What is expected
The records below must be copied in full; omit the images.

Information shown
════

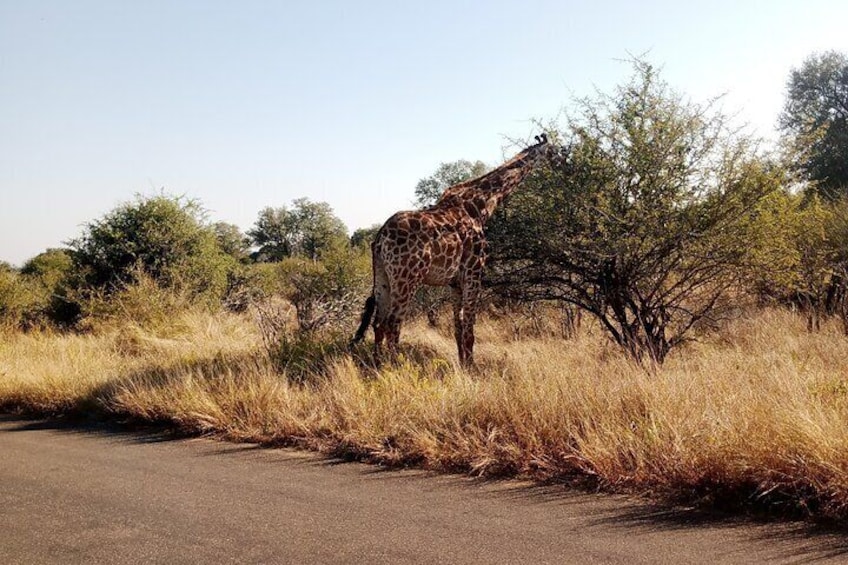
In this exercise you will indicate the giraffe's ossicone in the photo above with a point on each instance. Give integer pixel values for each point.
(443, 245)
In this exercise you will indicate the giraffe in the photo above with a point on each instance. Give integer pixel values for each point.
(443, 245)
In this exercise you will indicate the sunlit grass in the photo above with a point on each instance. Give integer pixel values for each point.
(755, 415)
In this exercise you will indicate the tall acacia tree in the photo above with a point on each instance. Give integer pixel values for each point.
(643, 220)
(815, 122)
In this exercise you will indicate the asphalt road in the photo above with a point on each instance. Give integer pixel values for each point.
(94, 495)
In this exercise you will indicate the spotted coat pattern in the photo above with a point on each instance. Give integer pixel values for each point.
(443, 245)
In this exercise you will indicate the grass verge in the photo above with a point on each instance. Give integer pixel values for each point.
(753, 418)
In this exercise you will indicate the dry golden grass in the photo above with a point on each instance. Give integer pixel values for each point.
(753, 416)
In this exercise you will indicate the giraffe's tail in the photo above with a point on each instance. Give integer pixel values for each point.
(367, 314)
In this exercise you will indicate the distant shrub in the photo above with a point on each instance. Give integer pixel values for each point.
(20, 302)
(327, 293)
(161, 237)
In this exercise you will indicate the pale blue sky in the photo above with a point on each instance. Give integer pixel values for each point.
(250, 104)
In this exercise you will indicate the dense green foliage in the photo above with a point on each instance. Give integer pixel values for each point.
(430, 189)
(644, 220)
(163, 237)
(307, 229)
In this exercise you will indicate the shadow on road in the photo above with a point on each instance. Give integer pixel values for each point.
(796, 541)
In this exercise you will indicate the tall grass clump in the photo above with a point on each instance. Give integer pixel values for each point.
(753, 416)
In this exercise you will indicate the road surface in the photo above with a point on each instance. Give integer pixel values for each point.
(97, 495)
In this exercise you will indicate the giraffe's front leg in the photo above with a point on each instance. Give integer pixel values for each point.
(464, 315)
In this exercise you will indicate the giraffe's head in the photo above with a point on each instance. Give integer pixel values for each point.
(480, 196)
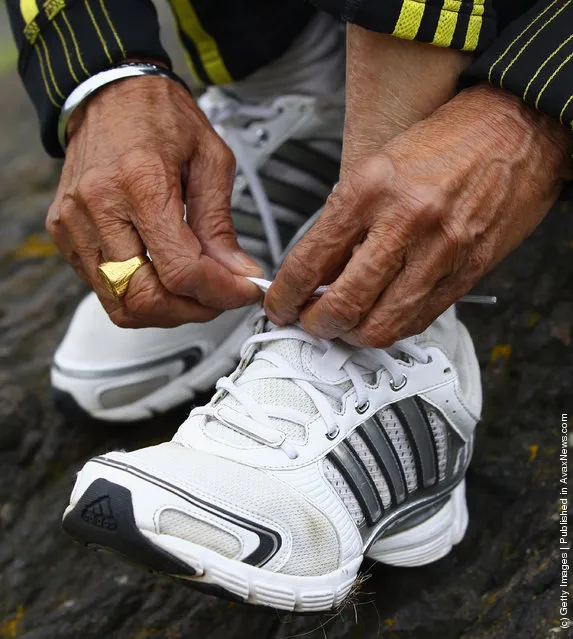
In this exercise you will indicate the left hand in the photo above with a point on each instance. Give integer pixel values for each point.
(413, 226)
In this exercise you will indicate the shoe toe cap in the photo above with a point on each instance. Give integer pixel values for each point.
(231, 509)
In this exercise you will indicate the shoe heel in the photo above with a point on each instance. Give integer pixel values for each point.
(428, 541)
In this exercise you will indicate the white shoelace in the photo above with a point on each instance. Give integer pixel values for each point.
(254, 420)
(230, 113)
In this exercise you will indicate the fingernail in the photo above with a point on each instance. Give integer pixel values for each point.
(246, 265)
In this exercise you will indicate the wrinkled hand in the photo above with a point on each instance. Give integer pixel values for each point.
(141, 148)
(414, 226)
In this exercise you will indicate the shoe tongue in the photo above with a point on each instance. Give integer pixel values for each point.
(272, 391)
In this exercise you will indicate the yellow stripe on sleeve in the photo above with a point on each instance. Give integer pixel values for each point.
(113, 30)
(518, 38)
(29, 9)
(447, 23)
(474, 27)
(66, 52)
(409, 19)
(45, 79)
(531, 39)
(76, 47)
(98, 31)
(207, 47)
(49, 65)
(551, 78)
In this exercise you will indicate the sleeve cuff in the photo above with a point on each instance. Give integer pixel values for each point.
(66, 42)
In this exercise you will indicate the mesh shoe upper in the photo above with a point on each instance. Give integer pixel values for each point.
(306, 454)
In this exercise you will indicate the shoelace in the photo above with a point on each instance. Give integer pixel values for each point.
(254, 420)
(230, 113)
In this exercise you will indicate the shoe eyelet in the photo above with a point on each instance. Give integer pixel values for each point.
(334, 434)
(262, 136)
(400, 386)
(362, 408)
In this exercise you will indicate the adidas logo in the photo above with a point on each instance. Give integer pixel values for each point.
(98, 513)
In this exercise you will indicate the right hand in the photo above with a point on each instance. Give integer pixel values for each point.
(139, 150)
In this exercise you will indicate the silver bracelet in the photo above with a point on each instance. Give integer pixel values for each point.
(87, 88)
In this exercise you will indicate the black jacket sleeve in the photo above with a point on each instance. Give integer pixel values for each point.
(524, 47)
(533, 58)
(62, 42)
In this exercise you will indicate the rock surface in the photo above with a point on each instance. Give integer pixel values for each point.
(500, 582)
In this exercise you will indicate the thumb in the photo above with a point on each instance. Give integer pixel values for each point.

════

Exercise result
In this exercise you will indicate the giraffe's ossicone in the photo above with a point on each instance. Give integer pixel values for each point.
(443, 245)
In this exercise you will indicate the giraffe in the photo above with a point on each instance. Give integer pixel values for each point.
(443, 245)
In this exercise you will indicate the sunlit grass in the photo above with a point on each instance. Give integer pixel values for each point.
(755, 415)
In this exercise you will indicate the tall acacia tree in the photo above with a point on each instance. Give integer pixel values for each point.
(643, 220)
(815, 122)
In this exercise you will indicate the asphalt road in the photo above with a point on each instance. Give integer pixel values for each point.
(94, 495)
In this exercise you will indicate the spotted coat pattern in the photo above with a point on each instance. Give integer pixel values for each point.
(443, 245)
In this exercise you will indicate the grass verge in the photo above with a point on each instance. Give integer pixel values for each point.
(753, 418)
In this exercise you will indicate the dry golden grass in the photo above with a point on each instance. Give integer pixel values for each point.
(753, 416)
In this exercise you will indicate the giraffe's tail in the photo above with a point on each instance. Give integer pixel values for each point.
(367, 314)
In this exercise you will indicate the distant shrub in the photo above with a point on each instance. Give integer pixel values for each point.
(20, 302)
(327, 293)
(161, 237)
In this exercise you will indicate the pale blue sky in the photo above with a point on each instance. Give integer pixel values for each point.
(250, 104)
In this exercise you will indicate the dense green foliage in the photo above with a point on each instance. Give integer pixel values for each point.
(430, 189)
(644, 220)
(163, 237)
(307, 229)
In this exercise you will indicate the shadow on road in the photo above with a point on each instance. Give integer pixel values for each point.
(796, 541)
In this exercise you will indicate the tall grass clump in the photo above with a point on each instance. Give integer pixel values for each point.
(753, 416)
In this exercise you will indicate the road surface in the photo above with a point on each instance. Give integer pixel values for each point.
(97, 495)
In this exercise you will indicate the giraffe's front leg in the photo above with a point on each instance. Give integer pixel values for each point.
(464, 315)
In this exercise you will indicate the giraffe's head in the photo above with a point on each instance. Give integer pixel values for each point.
(480, 196)
In this exercise you will indicate the left hand in the photo above with a point on each instance. Give integer pixel values for each point.
(413, 226)
In this exercise you will indicate the shoe toe cap in the photo above with a point on each instance. Give integer pixel values for each point.
(231, 509)
In this exercise you will indicate the shoe heel in the photo above with a point on each instance. Give integer pixel values for each point.
(428, 541)
In this exercise you will indicate the white shoelace in the photo above with a point on each instance. Give integer pixel values for each point.
(254, 420)
(230, 113)
In this exercise you will indicate the fingernail in the photo above with a point on each instance. Give integer pixel values for each point.
(246, 265)
In this exercise you will indicate the wrinkled hand in the photo above with a point on each instance. Give integer pixel values for each point.
(141, 148)
(414, 226)
In this exercise you will indicate the shoe tongue in the photo above with a point on each instance. Give integer pixel values for each point.
(272, 391)
In this exercise you will indicate the yellow stripe on sleeve in the photo above with a point on each instance. Give integer pixel values for each point.
(113, 30)
(518, 38)
(29, 9)
(447, 23)
(474, 27)
(66, 52)
(409, 19)
(45, 79)
(531, 39)
(76, 47)
(98, 31)
(207, 47)
(49, 65)
(551, 78)
In this exercise you will indicate the sleeve cuff in the photo above with a point on each instance. Give integer pixel values for each point.
(66, 42)
In this exercise you will indicate the mesh shoe upper in the photo above with a point on each instance. Give integer pixel values for each point.
(306, 454)
In this exercise you will indicate the shoelace in the photo above with a point on each instance. Give integer pixel values for each point.
(254, 420)
(230, 113)
In this exercise you will indicate the shoe eyelet in the photo above with a point on each instance. Give integer pixel values for each point.
(334, 434)
(262, 136)
(400, 386)
(362, 408)
In this exercise you will indicate the adidas logo in the photo above with a point on each instance. Give integer pixel values for each point.
(98, 513)
In this exercise you will indicate the right hand in the photo above with a point on each instance. Give integer pixel values for each point.
(139, 150)
In this exercise you will indicate the silver bracelet in the photo above with a point on each instance. Give integer pixel values for each point.
(87, 88)
In this exercise you will indicate the black jacket sleeve in the photo above with a point on each instance. Give integer pixel values for each point.
(524, 47)
(533, 58)
(62, 42)
In this exercise you will indicate the rock surface in the photo above with a point on each instance. Give integer pixel values for each point.
(500, 582)
In this exercise you will indicate the thumb in the photo above with a point on each instance. Give integer pixel values for each point.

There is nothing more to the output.